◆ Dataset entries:
################

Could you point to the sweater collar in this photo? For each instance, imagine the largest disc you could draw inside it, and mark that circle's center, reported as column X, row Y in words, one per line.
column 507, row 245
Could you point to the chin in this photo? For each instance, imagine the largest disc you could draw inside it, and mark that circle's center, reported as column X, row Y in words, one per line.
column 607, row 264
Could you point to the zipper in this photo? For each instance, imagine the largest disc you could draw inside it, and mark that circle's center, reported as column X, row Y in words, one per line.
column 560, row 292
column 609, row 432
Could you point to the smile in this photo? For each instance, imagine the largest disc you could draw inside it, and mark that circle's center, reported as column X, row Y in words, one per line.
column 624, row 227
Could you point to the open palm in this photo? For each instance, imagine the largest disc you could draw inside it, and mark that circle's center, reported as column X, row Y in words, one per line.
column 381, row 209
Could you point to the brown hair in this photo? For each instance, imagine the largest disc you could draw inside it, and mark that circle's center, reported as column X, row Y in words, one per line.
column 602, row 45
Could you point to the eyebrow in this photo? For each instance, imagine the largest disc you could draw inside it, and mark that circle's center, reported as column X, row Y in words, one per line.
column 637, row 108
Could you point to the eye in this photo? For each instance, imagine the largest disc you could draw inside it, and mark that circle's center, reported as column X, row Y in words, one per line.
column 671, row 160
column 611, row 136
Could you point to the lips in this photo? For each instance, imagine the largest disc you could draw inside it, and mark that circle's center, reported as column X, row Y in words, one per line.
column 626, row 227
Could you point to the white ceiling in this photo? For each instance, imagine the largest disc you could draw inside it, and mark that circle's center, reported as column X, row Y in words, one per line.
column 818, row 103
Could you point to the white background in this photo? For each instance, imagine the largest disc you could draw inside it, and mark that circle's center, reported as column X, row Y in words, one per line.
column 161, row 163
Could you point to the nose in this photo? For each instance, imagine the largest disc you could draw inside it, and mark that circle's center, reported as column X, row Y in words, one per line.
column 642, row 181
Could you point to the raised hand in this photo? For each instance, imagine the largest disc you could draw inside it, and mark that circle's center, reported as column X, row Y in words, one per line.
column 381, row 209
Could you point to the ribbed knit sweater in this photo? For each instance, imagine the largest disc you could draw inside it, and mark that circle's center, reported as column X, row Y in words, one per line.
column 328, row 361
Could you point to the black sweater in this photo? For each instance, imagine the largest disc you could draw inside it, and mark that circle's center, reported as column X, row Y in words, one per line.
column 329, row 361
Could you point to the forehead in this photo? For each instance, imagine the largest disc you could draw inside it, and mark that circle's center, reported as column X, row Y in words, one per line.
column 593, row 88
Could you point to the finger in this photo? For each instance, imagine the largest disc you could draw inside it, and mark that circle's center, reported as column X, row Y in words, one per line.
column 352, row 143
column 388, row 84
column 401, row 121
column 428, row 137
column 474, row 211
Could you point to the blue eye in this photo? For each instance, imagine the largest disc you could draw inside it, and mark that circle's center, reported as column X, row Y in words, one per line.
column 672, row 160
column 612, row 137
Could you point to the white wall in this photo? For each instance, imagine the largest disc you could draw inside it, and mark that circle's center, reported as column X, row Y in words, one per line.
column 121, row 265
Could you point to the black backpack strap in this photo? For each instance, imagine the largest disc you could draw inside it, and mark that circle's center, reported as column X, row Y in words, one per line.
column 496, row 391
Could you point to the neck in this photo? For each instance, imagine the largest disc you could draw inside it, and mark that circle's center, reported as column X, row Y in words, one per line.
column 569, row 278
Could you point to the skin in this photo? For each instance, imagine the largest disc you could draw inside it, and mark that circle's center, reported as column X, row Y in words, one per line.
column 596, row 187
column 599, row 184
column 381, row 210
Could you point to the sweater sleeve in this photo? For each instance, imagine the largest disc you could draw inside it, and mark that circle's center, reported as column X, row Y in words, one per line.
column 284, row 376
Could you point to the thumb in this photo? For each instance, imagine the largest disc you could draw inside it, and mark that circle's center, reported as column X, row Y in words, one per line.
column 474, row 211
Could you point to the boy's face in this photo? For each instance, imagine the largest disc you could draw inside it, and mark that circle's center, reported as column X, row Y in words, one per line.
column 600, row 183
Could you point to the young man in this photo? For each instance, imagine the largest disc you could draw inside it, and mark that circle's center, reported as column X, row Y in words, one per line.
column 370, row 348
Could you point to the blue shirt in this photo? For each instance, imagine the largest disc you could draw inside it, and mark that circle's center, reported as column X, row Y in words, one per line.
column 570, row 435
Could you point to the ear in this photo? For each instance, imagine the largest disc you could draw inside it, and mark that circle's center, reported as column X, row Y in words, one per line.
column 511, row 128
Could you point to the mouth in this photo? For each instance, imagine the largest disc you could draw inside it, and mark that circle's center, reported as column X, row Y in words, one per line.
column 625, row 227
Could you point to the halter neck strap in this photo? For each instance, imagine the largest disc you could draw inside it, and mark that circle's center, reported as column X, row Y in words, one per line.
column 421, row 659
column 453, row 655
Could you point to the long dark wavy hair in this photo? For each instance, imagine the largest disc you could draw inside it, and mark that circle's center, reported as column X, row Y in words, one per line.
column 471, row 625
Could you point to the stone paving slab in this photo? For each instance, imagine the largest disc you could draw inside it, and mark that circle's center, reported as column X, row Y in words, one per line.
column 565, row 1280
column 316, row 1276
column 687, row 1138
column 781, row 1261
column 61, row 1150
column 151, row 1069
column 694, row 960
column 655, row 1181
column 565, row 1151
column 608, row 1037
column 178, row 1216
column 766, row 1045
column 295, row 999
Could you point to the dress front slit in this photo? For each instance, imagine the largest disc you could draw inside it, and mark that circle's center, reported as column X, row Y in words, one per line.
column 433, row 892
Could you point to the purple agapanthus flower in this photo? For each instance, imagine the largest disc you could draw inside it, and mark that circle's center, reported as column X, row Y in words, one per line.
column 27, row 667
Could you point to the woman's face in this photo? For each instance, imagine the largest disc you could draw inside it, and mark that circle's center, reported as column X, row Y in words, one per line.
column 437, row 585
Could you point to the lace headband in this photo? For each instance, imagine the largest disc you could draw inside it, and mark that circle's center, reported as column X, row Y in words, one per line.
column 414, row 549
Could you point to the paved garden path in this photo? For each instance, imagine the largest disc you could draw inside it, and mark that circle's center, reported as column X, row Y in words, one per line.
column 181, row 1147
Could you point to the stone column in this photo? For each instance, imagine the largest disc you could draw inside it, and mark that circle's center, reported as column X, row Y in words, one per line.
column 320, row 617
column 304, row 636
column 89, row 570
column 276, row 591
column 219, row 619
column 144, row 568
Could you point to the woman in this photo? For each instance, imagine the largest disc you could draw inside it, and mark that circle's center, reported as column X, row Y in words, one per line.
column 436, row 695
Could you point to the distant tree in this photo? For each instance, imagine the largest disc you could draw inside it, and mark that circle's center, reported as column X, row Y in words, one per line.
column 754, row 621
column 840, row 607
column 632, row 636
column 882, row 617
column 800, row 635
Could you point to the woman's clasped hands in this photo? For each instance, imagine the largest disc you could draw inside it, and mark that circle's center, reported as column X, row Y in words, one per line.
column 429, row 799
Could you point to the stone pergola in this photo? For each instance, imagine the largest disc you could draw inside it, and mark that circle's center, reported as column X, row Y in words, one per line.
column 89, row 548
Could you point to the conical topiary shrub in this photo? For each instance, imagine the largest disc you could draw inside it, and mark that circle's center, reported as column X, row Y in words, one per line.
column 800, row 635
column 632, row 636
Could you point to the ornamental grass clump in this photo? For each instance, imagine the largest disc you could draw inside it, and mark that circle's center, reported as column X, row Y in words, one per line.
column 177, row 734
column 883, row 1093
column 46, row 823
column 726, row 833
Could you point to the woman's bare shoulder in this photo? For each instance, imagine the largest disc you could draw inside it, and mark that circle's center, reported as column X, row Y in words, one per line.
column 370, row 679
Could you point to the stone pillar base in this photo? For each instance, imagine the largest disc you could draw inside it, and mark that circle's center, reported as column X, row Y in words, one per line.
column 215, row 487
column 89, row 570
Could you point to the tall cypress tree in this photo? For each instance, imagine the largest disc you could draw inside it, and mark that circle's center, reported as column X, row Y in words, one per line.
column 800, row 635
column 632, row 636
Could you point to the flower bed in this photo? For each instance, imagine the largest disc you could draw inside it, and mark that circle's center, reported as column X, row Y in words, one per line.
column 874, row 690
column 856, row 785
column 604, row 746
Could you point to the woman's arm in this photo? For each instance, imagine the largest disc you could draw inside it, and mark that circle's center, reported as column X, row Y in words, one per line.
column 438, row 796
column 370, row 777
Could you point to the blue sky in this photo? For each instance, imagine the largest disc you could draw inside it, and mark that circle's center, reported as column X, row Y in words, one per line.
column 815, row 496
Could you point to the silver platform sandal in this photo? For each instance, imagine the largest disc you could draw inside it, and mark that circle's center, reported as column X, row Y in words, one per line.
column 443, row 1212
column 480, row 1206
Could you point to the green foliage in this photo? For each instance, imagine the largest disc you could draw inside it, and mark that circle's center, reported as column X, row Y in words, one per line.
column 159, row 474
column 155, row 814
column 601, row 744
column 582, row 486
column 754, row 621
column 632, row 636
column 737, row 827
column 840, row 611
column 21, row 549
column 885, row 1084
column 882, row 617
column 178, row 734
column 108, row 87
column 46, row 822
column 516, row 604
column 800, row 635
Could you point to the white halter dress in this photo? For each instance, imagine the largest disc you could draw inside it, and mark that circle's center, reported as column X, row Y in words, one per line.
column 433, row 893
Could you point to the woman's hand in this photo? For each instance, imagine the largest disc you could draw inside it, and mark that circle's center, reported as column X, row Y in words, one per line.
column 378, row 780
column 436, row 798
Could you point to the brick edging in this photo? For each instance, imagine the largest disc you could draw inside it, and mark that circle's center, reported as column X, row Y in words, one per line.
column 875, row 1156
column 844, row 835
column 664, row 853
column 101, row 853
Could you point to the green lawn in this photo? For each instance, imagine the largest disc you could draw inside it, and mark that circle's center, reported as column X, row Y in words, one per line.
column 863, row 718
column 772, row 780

################

◆ WORK INSTRUCTION:
The line with "Could you point to the white halter" and every line after it up to the end of the entries: output those exactly, and only those.

◆ THE ANSWER:
Could you point to the white halter dress in this photo? For each instance, imagine the largest disc you could draw inside it, and mark that circle's center, reported as column X, row Y in words, one per line.
column 433, row 893
Could you point to the woman's hand in this photo? For each instance, imagine the largest disc you could draw inside it, and mark that circle's center, reported as column X, row Y in words, one per line.
column 378, row 780
column 436, row 798
Could you point to the brick edging in this photo? For each instance, imagine the largest disc you could draw inside it, and mark that circle's center, reported as column X, row Y in words, one per line.
column 875, row 1156
column 844, row 835
column 664, row 853
column 101, row 853
Could you point to the green lawn in this photo? For each instance, imagine the largest disc you could draw inside it, and mark that circle's center, reported as column X, row Y in words, one per line.
column 863, row 718
column 772, row 780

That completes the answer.